_所给文本_:
· · · · ·

慈城记忆

      首次踏上慈城是在小学毕业的那年夏天,坐在数学老师自行车后的书报架上去慈湖中学参加小学毕业考试。幸运的是我考上了市里重点中学。父母不放心我独自一人去宁波上学,在慈城帮我找了个同伴——亚红。亚红家在东横街上,东横街一头连着慈城镇的中心,解放桥头,一头通向镇的东门,当时的东横街还铺着鹅卵石。晚饭后父亲用自行车将我送我去亚红家,颠得我屁股疼。亚红的母亲特别热情好客,每次去她家,总会递给父亲一杯茶。我和慈城的几个同学一起坐夜火车去宁波,车票只要三角钱。到宁波火车南站后沿长春路步行去西门口望京路上的学校。

· · · · ·

_待完成任务_:
根据所给文本，从慈城坐夜火车去宁波的车票多少钱？

· · · · ·

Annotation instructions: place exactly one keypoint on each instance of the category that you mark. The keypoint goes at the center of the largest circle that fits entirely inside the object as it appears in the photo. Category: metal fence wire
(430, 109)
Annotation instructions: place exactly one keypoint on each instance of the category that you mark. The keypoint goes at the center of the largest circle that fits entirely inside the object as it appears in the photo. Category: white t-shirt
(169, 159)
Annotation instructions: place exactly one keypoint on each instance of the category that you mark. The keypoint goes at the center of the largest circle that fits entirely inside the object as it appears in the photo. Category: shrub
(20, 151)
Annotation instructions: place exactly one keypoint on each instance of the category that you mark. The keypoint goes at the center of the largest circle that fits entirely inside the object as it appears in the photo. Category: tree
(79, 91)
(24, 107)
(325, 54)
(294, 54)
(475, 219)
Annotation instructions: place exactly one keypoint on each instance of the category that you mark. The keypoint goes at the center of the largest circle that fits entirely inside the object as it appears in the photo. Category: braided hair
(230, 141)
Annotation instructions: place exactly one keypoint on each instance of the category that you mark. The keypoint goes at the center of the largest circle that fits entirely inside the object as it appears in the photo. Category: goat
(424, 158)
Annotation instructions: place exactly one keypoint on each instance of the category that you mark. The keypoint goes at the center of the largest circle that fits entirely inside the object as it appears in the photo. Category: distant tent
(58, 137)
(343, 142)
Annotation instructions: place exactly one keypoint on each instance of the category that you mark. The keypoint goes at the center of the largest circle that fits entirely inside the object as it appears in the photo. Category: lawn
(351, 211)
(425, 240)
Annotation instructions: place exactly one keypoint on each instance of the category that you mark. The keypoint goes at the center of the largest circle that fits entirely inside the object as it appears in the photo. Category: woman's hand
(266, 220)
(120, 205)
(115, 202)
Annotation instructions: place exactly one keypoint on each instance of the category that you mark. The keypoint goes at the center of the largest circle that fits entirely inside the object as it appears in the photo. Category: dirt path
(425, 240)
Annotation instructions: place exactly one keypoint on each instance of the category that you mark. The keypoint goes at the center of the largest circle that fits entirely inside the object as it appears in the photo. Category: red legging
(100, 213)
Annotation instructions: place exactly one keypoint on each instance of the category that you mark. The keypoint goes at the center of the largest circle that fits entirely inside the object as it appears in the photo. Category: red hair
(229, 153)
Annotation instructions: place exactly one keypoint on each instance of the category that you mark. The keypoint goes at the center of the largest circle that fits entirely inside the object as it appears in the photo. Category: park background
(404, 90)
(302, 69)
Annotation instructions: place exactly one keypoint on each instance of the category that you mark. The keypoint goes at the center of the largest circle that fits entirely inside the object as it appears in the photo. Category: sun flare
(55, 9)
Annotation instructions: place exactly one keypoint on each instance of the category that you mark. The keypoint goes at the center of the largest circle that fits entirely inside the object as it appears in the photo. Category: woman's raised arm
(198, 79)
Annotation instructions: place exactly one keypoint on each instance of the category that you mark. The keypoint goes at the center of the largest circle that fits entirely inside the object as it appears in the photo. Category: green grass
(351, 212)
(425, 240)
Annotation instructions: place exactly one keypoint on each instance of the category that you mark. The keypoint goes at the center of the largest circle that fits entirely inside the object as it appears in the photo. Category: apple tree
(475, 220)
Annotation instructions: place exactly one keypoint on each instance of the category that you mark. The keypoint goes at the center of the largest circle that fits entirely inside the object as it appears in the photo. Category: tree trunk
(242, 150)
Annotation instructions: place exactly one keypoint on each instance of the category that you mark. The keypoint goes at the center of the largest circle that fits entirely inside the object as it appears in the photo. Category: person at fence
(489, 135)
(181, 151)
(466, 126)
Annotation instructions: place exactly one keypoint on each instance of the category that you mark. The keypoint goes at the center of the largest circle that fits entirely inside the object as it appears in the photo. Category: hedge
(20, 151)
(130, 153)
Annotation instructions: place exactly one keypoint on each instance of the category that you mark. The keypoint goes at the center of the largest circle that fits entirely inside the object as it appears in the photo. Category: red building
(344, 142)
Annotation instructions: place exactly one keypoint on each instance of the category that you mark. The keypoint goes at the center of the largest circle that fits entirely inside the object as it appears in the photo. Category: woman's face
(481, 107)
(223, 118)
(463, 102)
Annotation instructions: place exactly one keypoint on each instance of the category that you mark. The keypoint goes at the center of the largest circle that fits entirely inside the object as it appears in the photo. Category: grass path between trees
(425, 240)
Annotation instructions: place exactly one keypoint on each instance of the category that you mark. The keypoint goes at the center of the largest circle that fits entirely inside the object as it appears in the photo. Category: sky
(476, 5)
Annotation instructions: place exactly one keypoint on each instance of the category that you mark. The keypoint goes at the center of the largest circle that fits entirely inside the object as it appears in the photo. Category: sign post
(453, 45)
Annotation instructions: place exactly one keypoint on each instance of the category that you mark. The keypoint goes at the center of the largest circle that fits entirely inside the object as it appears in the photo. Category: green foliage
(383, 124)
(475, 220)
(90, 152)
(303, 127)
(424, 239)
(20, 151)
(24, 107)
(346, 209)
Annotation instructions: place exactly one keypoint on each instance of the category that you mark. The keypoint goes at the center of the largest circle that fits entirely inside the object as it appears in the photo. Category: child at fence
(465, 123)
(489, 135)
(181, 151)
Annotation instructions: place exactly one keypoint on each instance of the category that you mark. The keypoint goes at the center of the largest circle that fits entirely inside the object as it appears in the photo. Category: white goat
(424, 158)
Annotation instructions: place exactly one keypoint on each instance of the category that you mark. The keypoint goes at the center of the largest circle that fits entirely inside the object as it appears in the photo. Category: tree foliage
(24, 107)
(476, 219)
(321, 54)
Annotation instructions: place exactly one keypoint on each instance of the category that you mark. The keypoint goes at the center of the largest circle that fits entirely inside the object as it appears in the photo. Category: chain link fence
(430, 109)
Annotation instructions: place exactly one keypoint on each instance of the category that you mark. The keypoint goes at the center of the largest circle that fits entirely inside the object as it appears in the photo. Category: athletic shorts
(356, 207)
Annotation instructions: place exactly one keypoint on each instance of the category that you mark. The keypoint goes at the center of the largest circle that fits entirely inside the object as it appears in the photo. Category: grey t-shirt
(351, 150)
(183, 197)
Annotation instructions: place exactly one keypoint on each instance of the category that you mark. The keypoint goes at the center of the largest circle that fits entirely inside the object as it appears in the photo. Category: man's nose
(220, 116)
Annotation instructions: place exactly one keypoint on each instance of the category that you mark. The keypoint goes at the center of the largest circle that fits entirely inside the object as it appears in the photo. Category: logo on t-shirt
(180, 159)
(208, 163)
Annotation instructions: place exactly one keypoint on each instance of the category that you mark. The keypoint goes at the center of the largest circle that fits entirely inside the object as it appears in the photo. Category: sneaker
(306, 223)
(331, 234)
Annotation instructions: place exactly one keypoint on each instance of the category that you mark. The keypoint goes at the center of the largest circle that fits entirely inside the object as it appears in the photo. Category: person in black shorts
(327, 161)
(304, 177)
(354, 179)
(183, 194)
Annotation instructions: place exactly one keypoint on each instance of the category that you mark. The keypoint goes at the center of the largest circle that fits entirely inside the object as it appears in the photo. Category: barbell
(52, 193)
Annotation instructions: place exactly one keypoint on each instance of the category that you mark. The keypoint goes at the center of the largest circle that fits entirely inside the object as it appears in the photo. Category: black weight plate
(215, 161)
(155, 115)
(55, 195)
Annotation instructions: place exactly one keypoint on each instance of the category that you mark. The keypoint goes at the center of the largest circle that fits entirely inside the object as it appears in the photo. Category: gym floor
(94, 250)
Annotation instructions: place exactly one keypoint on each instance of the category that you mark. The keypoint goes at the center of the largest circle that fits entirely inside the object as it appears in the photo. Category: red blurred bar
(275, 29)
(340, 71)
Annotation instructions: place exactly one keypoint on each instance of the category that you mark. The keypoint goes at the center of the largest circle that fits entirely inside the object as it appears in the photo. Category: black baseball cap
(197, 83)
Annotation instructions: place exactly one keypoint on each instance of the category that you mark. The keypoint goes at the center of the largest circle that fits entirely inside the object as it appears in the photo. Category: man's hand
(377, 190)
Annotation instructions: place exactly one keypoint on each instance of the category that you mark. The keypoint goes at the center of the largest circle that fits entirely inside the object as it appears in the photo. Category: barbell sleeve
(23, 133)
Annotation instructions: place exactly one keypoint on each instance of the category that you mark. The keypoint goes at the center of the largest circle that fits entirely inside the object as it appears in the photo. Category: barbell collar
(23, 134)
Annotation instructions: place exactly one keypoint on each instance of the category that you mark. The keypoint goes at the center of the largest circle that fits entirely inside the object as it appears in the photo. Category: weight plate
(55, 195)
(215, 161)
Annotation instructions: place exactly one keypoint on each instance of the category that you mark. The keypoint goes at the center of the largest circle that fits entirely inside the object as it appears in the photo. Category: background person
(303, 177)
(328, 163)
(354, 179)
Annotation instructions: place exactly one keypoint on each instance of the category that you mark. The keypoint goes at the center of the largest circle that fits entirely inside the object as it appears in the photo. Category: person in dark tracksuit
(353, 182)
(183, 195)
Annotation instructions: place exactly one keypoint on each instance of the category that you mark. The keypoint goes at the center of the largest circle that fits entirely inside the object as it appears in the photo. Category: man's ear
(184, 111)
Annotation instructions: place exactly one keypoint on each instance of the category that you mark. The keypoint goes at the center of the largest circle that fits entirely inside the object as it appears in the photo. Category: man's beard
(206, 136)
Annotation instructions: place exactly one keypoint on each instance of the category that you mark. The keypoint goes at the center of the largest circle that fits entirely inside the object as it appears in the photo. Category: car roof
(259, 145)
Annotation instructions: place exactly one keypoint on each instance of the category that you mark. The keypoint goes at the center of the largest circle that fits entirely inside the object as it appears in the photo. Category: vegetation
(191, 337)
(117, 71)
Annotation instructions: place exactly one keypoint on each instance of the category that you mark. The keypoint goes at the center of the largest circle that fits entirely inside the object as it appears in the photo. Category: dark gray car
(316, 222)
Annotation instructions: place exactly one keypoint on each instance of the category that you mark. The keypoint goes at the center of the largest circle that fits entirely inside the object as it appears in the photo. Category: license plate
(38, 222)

· · · · ·

_本题解答_:
三角钱。